» Textausschnitt
§ §

Das Fernsehbild legt dann folgenden Weg zurück: Vom Fernsehstudio des Westdeutschen Rundfunks in Köln über Richtfunkstrecke zum Sternpunkt Frankfurt und von dort ebenfalls über Richtfunkstrecke zu allen Sendern. Für den Hausmeister des Kölner Studios ergäbe sich die ungewöhnliche Situation, daß er das Bild der laufenden Sendung erst empfangen kann, wenn es zum Sternpunkt Frankfurt, von dort zurück zum Sender Köln gelangt und von diesem über den Bereich der Stadt Köln ausgestrahlt worden ist.

Dabei muß man sich allerdings vor Augen halten, daß die Ultrakurzwellen für diesen Umweg nur Sekundenbruchteile benötigen, weil sie jede Entfernung mit der Geschwindigkeit des Lichts überwinden. In der Tat ist die Zeit so kurz, daß man als Nichtfachmann sagen kann: das Bild kommt im gleichen Augenblick in Köln an, da es von Köln ausgegangen ist.

Aus "eingleisig" wurde "zweigleisig"

Ältere Zuschauer werden sich noch erinnern, daß das Umschalten von einer Rundfunkanstalt zur anderen früher sehr lange gedauert hat. Das kam daher, daß es zwar seit dem ersten Tag des Fernsehens in Deutschland eine Richtfunkstrecke gibt, daß sie aber zunächst nur ,eingleisig' war. Um beim Beispiel der Eisenbahn zu bleiben: Früher mußten bei einer Umschaltung erst alle Signale auf allen Bahnhöfen (Relaisstationen) umgestellt werden, damit das Programm in umgekehrter Richtung ,fahren' konnte.

Heute ist das ganze Netz ,zweigleisig', und deswegen kann man vom Sternpunkt Frankfurt aus in Sekundenschnelle umschalten.

Wer senden will, muß hoch hinaus
Fernsehtechniker im Hochgebirge

Fernsehtürme, wie den in Stuttgart und seinen ,Kollegen' in Dortmund, kannten die drei jungen Leute schon, die im Allgäu ihre Ferien verbrachten.

Sie konnten sich vorstellen, daß im Innern dieser Türme technische Anlagen verschiedenster Art untergebracht sind, die von Fachleuten bedient werden müssen. Als sie aber eines Tages bei einer Bergwanderung in die Nähe des Grünten kamen - ein Berg, der 1.750m über dem Meeresspiegel liegt - entdeckten sie auf seiner Spitze eine Sendeantenne.

§ §

» Kurzaufgabe 1
Gib aus den Datensätzen den Abschnitt unverändert wieder, der mit der Zeile beginnt, die „Tag any visible light“ enthält, und mit der Zeile endet, die „1214;352;1321;516“ enthält. Beide Grenzzeilen gehören dazu.

§ §

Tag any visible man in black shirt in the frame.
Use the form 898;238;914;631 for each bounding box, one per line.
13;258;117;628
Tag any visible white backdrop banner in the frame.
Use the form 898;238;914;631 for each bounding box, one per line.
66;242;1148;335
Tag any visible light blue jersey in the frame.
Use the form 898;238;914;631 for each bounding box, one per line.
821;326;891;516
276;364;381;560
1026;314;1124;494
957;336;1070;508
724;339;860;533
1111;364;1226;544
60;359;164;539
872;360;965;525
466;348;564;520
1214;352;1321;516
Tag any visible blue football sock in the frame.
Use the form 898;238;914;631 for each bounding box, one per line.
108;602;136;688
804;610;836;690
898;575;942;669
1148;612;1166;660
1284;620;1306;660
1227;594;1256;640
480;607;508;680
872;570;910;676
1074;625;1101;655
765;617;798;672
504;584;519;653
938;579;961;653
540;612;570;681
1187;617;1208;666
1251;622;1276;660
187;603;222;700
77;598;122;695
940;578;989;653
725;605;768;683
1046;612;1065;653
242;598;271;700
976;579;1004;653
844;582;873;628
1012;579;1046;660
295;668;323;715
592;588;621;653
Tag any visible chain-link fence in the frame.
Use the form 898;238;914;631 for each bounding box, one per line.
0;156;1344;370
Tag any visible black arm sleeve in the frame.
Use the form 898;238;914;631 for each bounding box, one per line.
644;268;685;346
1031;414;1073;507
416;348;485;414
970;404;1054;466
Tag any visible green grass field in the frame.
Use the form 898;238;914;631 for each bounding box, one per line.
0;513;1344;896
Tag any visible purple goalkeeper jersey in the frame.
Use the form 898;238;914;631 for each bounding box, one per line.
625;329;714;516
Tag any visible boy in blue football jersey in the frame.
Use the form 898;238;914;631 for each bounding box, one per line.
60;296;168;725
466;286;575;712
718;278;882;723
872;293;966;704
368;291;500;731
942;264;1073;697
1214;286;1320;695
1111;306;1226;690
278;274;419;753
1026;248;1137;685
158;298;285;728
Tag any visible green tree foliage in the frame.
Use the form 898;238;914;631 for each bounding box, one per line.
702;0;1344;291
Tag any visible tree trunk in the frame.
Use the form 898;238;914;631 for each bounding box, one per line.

§ §

» Kurzaufgabe 2
Wie hoch liegt der Grünten laut dem Textausschnitt über dem Meeresspiegel?

» Erwartete Ausgabe 1
Tag any visible light blue jersey in the frame.
Use the form 898;238;914;631 for each bounding box, one per line.
821;326;891;516
276;364;381;560
1026;314;1124;494
957;336;1070;508
724;339;860;533
1111;364;1226;544
60;359;164;539
872;360;965;525
466;348;564;520
1214;352;1321;516

» Erwartete Ausgabe 2
1.750 m